26

I have a program where I am currently using a concurrent.futures.ThreadPoolExecutor to run multiple tasks concurrently. These tasks are typically I/O bound, involving access to local databases and remote REST APIs. However, these tasks could themselves be split into subtasks, which would also benefit from concurrency.

What I am hoping is that it is safe to use a concurrent.futures.ThreadPoolExecutor within the tasks. I have coded up a toy example, which seems to work:

import concurrent.futures


def inner(i, j):
    return i, j, i**j


def outer(i):
    with concurrent.futures.ThreadPoolExecutor(max_workers=5) as executor:
        futures = {executor.submit(inner, i, j): j for j in range(5)}
        results = []
        for future in concurrent.futures.as_completed(futures):
            results.append(future.result())
    return results


def main():
    with concurrent.futures.ThreadPoolExecutor(max_workers=5) as executor:
        futures = {executor.submit(outer, i): i for i in range(10)}
        results = []
        for future in concurrent.futures.as_completed(futures):
            results.extend(future.result())
    print(results)


if __name__ == "__main__":
    main()

Although this toy example seems to work, I'd like some confidence that this is intentional. I would hope it is, because otherwise it would not be safe to use the executor to execute arbitrary code, in case it also used concurrent.futures to exploit concurrency.

Bharel
  • 23,672
  • 5
  • 40
  • 80
Andrew McLean
  • 383
  • 4
  • 11
  • Mhhh think you should avoid fork-bomb. Did you take any measure of time spent before and after sub threading ? – cgte Jun 22 '18 at 13:21
  • This answer also proved informative to me https://stackoverflow.com/questions/69736380/using-nested-asyncio-gather-inside-another-asyncio-gather – rtviii May 03 '23 at 23:56

1 Answers1

8

There is absolutely no issue with spawning threads from other threads. Your case is no different.

Sooner or later though, the overhead of spawning threads will be quite high, and spawning more threads will actually cause your software to slow down.

I highly suggest using a library like asyncio which beautifully handles tasks asynchronously. It does so by using one thread with non-blocking io. The results will probably be even faster than with normal threads, as the overhead is much less significant.

If you do not wish to use asyncio, why not create another pool executor inside main, and pass it on to the outer() function? This way, instead of 25 (5x5) threads, you will have a maximum of 10 (2x5) which is much more reasonable?

You cannot pass the same main() executor which calls outer() to outer() as it might cause a deadlock (by each outer() waiting for another outer() to finish before they can schedule inner()).

Bharel
  • 23,672
  • 5
  • 40
  • 80

◆ The tasks ◆
a – Which library does the answer in the thread on nested thread pools recommend for handling tasks asynchronously?
b – Please transcribe everything in the thread on nested thread pools from "I highly suggest" down to "much more reasonable?".
The records that come next are separate material, unrelated to the thread on nested thread pools.

◆ Material ◆
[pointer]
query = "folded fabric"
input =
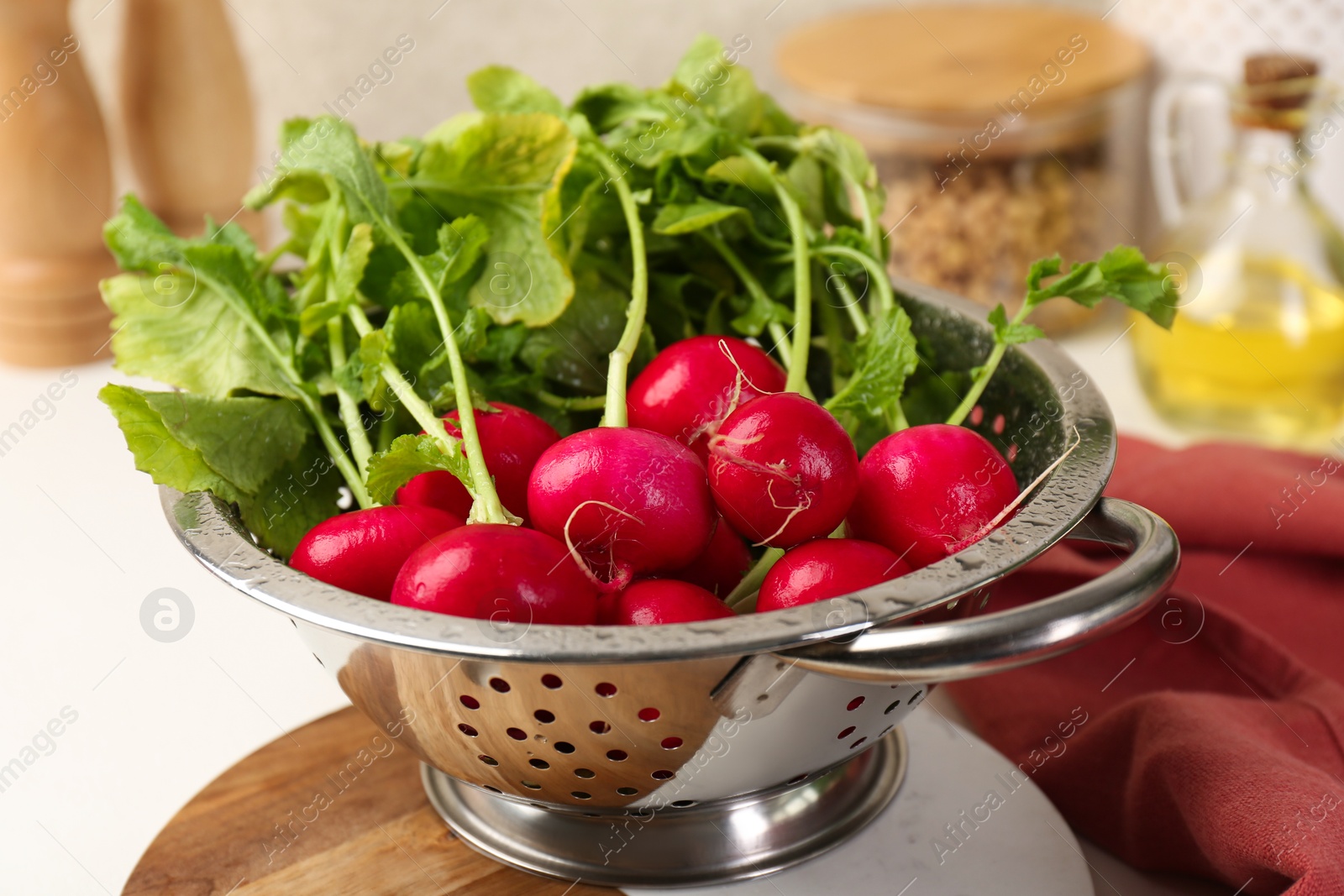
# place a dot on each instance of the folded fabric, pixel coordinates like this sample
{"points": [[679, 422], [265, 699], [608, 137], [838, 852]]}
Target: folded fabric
{"points": [[1207, 738]]}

◆ Results by task ◆
a – asyncio

b –
I highly suggest using a library like asyncio which beautifully handles tasks asynchronously. It does so by using one thread with non-blocking io. The results will probably be even faster than with normal threads, as the overhead is much less significant.

If you do not wish to use asyncio, why not create another pool executor inside main, and pass it on to the outer() function? This way, instead of 25 (5x5) threads, you will have a maximum of 10 (2x5) which is much more reasonable?